List each line in the material below that contains the string "leaf".
======== DATA SUPPLIED
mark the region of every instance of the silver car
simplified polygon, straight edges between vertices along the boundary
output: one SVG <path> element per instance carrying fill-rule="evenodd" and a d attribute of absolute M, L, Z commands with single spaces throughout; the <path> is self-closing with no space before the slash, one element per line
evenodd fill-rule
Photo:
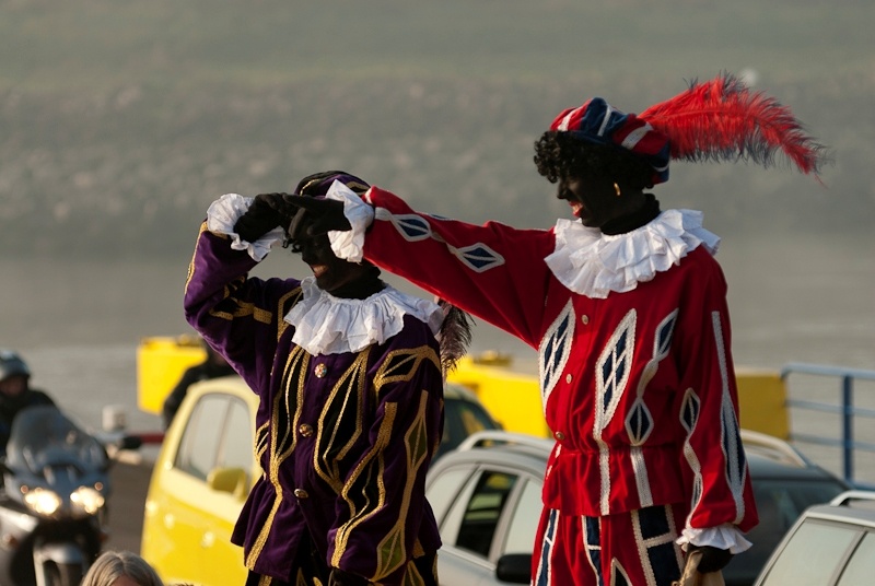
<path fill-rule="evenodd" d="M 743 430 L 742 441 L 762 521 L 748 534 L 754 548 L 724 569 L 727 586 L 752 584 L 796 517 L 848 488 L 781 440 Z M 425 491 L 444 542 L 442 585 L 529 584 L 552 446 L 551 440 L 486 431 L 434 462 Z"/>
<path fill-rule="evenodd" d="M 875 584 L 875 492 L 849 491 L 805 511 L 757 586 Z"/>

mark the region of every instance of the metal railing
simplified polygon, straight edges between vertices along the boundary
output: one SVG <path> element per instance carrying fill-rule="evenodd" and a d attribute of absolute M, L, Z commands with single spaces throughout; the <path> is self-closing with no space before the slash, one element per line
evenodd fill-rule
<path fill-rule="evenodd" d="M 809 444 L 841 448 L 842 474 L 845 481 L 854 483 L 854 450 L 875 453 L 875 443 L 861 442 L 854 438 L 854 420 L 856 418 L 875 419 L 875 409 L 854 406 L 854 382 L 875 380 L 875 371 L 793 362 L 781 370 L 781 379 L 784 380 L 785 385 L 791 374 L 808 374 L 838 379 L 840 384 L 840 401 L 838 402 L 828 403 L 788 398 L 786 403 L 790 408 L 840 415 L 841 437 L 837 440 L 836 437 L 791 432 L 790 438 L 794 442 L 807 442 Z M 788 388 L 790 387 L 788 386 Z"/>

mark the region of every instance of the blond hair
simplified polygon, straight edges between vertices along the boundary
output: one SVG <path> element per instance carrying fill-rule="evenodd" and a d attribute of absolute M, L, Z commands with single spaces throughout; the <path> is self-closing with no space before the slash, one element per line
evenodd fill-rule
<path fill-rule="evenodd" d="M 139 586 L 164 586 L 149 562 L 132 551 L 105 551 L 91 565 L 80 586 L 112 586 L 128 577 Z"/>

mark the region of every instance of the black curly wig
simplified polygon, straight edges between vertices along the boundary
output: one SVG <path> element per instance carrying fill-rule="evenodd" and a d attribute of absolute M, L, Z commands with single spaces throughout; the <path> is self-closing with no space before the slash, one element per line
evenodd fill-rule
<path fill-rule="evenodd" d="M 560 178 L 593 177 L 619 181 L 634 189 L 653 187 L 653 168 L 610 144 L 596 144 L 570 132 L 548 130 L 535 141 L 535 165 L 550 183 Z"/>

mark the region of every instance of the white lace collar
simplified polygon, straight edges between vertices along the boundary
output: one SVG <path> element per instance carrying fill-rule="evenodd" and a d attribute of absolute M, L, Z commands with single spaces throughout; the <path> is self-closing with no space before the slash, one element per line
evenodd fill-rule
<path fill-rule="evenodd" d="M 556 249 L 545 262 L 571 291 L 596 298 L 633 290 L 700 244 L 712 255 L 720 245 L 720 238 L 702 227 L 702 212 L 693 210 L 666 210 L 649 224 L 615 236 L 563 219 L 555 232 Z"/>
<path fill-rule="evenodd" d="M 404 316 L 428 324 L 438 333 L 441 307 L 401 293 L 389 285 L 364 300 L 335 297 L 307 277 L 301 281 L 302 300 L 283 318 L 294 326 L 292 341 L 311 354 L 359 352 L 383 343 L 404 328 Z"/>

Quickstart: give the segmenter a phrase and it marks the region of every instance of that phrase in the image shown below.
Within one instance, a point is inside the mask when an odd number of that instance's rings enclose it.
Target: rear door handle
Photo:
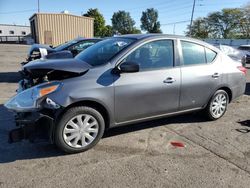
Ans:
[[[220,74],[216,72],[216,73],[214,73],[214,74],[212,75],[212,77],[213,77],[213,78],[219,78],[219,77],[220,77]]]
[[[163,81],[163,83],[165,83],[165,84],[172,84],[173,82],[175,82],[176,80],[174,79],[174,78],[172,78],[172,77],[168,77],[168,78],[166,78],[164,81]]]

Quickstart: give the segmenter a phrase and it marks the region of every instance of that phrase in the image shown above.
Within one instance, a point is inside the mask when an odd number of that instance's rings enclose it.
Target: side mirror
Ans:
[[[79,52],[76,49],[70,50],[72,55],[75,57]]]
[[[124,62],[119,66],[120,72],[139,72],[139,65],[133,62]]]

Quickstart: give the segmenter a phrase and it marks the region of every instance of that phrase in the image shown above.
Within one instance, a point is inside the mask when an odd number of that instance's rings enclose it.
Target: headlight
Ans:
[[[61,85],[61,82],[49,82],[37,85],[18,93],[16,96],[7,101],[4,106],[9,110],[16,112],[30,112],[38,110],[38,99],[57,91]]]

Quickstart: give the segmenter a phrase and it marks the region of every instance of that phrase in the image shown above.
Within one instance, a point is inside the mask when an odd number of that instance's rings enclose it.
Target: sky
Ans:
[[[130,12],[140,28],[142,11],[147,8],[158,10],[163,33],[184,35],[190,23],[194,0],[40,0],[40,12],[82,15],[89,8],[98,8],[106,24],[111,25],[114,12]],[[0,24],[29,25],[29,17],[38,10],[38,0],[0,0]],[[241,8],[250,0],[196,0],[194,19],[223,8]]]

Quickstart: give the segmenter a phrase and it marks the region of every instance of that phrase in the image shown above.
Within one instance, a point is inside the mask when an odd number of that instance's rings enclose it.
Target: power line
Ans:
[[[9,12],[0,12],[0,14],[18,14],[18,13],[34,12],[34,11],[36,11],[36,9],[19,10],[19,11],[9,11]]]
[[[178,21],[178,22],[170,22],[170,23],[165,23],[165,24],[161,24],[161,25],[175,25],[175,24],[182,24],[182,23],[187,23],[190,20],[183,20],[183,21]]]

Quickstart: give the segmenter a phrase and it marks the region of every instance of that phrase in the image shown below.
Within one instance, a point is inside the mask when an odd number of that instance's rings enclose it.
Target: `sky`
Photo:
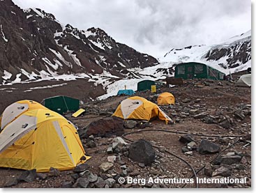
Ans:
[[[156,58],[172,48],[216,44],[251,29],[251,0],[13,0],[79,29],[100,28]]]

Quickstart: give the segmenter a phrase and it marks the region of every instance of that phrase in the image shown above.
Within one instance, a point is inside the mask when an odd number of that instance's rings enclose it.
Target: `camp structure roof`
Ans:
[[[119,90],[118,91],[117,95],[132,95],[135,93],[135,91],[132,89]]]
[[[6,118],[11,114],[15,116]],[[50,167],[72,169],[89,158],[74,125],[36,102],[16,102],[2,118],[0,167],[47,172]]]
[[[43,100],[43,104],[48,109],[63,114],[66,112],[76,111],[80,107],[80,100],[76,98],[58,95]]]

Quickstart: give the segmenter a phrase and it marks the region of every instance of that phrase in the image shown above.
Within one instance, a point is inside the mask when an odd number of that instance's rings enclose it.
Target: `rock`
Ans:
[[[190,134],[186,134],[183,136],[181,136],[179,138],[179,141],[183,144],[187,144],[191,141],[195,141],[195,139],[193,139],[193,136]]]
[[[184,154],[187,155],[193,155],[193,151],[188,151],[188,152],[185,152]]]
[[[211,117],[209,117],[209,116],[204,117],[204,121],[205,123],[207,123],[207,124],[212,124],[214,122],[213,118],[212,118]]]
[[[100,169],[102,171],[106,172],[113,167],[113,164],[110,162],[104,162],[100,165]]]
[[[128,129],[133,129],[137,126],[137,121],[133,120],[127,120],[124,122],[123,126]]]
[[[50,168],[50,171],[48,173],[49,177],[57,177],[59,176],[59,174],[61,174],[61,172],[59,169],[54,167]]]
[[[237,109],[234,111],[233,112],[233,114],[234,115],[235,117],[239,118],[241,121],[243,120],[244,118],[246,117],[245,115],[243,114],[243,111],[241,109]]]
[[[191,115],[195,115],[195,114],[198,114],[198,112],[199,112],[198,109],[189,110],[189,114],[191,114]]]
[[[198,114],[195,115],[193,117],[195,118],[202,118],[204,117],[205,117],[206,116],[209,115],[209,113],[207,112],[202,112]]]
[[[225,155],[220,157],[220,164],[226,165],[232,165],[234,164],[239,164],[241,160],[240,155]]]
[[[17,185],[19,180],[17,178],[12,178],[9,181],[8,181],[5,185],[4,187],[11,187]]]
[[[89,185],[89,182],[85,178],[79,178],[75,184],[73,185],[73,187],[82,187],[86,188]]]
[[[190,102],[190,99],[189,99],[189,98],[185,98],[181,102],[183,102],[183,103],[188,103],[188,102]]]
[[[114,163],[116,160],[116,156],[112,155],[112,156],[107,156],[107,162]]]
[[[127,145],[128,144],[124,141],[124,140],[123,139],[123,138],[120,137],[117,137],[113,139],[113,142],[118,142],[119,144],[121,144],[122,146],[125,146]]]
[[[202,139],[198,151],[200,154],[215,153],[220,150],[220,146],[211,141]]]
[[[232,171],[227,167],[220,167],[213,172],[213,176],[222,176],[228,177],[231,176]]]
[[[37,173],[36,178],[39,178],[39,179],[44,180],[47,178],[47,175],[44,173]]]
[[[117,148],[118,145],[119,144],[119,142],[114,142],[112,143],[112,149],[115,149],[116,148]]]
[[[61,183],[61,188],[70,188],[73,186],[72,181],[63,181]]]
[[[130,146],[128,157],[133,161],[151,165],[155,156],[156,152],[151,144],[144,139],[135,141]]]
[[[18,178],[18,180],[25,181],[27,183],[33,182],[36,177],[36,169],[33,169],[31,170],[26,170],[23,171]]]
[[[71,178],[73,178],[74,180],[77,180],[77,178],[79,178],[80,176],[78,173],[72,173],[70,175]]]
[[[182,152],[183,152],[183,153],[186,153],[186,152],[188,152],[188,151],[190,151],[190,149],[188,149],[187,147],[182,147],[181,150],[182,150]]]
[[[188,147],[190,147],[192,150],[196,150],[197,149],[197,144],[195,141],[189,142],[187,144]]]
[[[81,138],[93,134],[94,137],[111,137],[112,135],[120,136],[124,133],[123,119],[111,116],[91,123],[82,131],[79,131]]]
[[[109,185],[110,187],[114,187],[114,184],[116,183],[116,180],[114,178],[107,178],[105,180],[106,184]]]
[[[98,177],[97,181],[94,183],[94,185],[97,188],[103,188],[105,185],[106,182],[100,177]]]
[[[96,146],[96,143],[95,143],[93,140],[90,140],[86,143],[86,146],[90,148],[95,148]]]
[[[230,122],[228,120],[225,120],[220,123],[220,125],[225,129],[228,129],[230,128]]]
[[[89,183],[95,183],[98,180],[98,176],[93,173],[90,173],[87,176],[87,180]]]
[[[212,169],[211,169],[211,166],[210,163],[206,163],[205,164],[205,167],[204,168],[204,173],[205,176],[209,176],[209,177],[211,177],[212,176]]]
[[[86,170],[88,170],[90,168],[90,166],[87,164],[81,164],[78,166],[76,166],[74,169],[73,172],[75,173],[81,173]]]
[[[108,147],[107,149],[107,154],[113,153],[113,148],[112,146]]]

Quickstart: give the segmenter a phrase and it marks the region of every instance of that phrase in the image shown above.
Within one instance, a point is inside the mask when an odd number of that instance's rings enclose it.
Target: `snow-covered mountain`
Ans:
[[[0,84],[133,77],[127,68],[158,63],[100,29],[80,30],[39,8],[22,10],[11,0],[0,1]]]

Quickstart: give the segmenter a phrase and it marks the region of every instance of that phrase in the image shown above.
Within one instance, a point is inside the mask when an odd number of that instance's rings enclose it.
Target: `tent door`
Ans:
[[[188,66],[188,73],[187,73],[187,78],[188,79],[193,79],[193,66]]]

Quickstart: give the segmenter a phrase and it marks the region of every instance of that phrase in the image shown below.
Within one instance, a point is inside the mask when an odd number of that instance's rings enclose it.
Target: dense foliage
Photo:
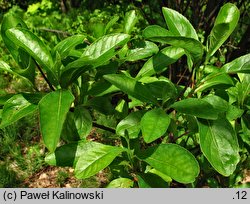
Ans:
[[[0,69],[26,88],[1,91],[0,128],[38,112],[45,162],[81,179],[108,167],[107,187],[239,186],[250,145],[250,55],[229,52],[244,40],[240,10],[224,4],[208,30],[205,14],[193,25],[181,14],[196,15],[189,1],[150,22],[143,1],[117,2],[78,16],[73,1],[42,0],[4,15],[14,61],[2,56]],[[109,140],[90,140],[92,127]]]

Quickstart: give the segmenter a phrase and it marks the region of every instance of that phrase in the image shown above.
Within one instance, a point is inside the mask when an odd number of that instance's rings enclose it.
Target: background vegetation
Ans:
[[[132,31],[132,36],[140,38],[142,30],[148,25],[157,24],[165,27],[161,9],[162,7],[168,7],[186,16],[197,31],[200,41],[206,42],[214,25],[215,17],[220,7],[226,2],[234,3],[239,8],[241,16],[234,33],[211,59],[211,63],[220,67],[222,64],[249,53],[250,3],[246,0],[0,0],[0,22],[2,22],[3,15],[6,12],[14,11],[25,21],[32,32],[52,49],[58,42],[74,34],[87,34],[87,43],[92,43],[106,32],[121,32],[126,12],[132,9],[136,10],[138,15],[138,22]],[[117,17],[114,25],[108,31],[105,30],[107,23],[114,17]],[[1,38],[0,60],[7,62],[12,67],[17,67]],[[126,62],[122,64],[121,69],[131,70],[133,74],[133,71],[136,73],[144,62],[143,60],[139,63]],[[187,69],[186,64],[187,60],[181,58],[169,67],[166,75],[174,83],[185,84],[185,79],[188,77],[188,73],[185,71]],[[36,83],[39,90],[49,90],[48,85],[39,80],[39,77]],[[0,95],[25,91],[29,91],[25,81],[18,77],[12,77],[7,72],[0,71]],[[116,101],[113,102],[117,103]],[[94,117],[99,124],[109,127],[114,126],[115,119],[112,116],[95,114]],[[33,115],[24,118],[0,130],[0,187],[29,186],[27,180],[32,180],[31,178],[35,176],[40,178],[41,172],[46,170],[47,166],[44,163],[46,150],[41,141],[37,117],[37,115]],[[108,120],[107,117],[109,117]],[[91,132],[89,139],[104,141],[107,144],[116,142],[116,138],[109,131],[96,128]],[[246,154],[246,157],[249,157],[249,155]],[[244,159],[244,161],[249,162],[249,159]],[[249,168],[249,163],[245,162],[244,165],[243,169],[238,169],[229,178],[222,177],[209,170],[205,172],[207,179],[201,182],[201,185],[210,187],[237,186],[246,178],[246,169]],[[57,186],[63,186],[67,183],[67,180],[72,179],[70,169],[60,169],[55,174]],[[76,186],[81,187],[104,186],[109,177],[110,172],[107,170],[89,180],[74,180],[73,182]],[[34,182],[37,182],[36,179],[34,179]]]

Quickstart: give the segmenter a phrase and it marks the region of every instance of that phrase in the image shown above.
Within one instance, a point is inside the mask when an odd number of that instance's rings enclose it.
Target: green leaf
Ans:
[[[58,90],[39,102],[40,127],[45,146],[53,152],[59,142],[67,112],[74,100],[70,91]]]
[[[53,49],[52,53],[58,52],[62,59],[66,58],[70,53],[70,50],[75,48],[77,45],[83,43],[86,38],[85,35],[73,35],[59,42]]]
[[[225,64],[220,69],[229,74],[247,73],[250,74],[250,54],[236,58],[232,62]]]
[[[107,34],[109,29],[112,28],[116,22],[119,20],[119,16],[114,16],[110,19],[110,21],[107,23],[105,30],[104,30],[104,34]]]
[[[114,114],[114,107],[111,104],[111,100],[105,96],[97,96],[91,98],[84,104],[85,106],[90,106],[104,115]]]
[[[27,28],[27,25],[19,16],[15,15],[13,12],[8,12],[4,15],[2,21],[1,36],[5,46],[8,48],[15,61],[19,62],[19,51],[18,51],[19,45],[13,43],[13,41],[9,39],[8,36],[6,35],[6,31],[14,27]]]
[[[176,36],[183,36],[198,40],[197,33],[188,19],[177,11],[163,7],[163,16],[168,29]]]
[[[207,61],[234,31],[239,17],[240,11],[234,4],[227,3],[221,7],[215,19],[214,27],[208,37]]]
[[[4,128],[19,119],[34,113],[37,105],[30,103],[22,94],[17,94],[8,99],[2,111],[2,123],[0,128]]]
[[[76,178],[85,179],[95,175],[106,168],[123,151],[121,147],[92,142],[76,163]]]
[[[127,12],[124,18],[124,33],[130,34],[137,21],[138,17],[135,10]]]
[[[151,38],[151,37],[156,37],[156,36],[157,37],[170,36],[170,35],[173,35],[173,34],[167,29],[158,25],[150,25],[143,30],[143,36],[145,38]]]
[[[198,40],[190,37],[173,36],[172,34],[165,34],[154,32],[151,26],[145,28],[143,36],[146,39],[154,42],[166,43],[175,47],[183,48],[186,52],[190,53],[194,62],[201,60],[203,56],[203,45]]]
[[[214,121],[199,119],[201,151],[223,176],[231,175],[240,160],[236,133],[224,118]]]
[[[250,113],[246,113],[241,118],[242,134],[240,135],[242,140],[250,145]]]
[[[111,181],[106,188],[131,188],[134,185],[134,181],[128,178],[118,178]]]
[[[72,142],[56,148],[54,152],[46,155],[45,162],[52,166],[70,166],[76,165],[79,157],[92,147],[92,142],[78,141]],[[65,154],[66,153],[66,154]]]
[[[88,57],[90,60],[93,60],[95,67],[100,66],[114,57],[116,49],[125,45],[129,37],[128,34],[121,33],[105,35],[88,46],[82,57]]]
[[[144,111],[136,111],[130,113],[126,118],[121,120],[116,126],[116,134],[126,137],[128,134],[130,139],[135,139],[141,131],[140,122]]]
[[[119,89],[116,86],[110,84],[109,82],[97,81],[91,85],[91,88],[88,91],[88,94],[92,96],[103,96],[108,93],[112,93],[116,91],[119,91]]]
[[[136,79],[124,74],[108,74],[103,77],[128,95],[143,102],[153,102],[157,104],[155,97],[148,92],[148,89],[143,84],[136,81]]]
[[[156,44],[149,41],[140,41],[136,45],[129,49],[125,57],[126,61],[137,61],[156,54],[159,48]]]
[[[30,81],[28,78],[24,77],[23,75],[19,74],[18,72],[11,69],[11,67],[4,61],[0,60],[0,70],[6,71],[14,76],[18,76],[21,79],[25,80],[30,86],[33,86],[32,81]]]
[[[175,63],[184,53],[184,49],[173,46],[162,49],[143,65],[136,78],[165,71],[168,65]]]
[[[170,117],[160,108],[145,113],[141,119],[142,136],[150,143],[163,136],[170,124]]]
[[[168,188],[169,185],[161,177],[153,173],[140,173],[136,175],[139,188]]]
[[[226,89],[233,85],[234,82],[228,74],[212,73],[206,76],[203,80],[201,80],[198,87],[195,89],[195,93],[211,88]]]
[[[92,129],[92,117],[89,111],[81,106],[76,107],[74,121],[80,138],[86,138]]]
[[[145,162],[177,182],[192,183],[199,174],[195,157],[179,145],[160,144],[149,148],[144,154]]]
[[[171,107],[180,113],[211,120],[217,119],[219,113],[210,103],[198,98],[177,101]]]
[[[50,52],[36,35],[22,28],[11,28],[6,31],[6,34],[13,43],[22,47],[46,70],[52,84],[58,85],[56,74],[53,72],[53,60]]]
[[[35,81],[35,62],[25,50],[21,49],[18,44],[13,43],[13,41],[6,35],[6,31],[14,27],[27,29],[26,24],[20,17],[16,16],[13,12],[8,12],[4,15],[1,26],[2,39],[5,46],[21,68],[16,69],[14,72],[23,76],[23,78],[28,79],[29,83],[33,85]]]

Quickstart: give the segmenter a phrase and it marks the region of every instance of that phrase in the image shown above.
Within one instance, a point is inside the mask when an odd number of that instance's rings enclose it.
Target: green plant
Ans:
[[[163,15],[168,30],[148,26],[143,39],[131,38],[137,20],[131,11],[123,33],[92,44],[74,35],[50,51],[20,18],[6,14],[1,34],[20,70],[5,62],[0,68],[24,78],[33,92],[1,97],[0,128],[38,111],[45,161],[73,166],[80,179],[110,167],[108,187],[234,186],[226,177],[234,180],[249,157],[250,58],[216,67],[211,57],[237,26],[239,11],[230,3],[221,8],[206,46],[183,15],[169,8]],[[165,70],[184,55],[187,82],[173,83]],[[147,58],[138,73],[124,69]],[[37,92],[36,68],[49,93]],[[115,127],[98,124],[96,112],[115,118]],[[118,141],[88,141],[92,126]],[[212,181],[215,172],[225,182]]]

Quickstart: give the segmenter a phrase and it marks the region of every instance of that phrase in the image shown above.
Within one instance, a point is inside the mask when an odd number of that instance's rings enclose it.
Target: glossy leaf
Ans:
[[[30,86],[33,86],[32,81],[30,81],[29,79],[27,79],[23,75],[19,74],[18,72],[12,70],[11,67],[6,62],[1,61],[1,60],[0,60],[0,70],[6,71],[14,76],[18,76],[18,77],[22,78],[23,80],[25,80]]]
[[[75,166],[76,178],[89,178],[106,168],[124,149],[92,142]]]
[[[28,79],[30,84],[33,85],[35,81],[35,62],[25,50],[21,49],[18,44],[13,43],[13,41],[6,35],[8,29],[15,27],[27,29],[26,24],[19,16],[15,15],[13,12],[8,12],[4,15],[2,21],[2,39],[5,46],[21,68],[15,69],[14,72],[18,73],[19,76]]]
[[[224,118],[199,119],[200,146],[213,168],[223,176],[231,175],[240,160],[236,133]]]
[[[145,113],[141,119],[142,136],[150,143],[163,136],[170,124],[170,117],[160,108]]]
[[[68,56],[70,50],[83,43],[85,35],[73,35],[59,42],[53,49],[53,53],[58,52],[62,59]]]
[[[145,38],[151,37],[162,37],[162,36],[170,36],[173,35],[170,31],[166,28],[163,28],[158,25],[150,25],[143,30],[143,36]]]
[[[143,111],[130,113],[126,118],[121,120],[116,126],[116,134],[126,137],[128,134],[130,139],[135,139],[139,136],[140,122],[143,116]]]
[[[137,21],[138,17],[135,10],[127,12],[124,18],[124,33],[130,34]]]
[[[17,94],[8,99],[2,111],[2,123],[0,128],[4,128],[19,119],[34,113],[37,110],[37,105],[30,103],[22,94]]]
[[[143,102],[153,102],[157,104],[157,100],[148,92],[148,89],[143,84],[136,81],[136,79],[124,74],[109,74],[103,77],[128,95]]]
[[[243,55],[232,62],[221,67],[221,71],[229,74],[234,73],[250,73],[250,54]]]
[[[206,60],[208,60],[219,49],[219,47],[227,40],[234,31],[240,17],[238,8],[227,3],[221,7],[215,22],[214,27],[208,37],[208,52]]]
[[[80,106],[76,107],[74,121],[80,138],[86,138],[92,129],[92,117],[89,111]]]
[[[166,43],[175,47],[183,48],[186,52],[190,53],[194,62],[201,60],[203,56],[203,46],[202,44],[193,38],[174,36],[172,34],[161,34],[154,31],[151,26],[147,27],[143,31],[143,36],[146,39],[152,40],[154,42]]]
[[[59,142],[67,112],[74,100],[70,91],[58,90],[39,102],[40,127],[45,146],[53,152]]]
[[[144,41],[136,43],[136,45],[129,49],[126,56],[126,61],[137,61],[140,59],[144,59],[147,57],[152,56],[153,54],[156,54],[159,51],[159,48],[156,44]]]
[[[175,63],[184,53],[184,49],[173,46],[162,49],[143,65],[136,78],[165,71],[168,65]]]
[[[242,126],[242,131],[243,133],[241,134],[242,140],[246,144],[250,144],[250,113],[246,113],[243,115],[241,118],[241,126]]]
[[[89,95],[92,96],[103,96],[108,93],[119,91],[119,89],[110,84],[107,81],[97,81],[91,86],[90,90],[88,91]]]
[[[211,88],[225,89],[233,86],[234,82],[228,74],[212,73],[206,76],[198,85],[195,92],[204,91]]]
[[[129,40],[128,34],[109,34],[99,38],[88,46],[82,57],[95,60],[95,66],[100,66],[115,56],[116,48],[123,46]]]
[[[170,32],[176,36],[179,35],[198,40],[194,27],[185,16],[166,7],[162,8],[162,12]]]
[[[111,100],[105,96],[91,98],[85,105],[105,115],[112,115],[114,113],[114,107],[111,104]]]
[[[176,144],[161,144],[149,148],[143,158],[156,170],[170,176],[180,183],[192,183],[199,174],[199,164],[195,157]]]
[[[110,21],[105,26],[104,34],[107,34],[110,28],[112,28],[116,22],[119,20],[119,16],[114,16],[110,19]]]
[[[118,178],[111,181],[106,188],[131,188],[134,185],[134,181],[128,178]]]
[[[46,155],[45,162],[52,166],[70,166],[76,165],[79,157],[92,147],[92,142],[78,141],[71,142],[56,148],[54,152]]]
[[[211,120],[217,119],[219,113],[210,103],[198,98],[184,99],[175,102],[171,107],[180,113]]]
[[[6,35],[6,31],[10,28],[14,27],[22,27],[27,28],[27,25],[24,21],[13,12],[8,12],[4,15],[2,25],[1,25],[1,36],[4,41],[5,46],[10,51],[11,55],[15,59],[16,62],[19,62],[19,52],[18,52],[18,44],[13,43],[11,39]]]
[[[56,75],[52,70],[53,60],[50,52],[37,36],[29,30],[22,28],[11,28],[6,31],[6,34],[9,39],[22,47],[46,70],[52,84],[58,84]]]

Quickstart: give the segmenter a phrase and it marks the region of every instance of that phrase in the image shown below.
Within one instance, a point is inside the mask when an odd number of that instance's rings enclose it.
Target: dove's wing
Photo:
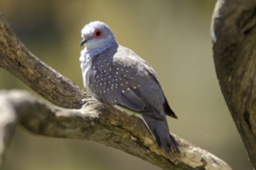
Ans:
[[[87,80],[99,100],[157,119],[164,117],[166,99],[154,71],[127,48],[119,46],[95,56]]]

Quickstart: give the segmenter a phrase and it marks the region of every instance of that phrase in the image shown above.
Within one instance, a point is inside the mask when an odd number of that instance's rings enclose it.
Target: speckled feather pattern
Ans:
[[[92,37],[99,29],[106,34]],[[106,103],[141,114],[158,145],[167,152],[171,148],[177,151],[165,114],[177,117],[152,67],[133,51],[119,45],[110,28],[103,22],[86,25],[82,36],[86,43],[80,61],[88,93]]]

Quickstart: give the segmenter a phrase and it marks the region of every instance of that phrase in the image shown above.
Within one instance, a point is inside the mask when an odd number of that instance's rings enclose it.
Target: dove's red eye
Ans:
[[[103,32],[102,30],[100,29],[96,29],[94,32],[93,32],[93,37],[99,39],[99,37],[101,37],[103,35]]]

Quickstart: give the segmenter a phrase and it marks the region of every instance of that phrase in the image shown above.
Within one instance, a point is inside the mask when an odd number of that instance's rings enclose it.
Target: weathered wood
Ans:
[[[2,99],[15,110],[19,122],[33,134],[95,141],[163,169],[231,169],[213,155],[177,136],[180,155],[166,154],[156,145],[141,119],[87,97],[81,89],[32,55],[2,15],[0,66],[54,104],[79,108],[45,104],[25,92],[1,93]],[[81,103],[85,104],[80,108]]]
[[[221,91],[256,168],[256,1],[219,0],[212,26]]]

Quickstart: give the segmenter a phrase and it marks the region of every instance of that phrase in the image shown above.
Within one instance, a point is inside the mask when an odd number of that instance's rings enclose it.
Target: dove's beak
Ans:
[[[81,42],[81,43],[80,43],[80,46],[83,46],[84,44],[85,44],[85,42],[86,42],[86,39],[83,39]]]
================
TASK OUTPUT.
Target: green leaf
Target: glossy leaf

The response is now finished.